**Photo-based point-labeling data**
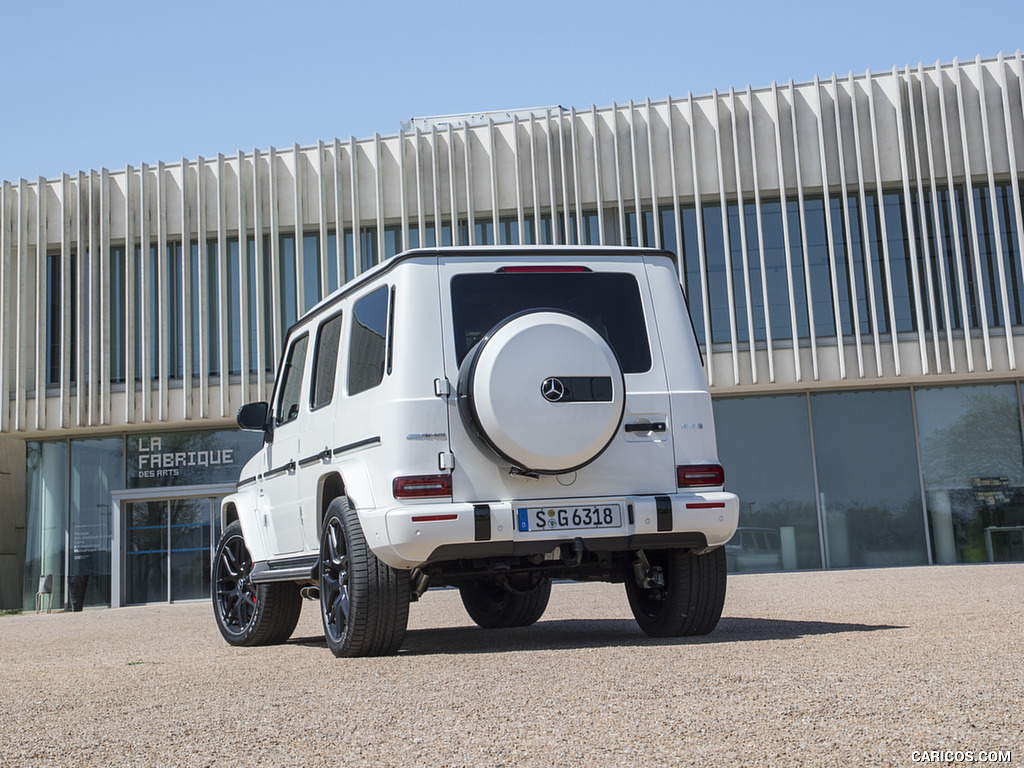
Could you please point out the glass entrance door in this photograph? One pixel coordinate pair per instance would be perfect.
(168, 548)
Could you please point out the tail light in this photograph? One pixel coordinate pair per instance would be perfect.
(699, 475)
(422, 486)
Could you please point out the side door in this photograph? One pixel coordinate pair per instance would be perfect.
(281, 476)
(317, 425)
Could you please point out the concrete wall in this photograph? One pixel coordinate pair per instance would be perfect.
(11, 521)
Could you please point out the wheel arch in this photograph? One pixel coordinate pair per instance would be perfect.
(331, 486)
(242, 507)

**Aim of the exercise**
Convert the entries above into a two-column CSV with the columns "request" and "answer", giving one row per request and putting each field in quotes with any line breaks replaced by spaces. Cover every entry, and leave the pictures out.

**Solved exercise**
request,answer
"Could you please point out the glass entrance door in this photograph? One pixel coordinate pair per instance would be perfect.","(168, 548)"
"Could you please point out the tail light in this photograph? One pixel coordinate pair per instance would be perfect.","(699, 475) (422, 486)"
"Could you please point out the side door in this photograph? One pixel coordinate pair per instance would be perfect.","(281, 476) (317, 425)"
"Could you please point out the concrete wall in this photograph? One pixel coordinate pair per instance would be perfect.","(11, 521)"
"Could you please point out the wheel arch in this photograph? One pixel coordinate pair per instance would be perfect.","(331, 486) (242, 507)"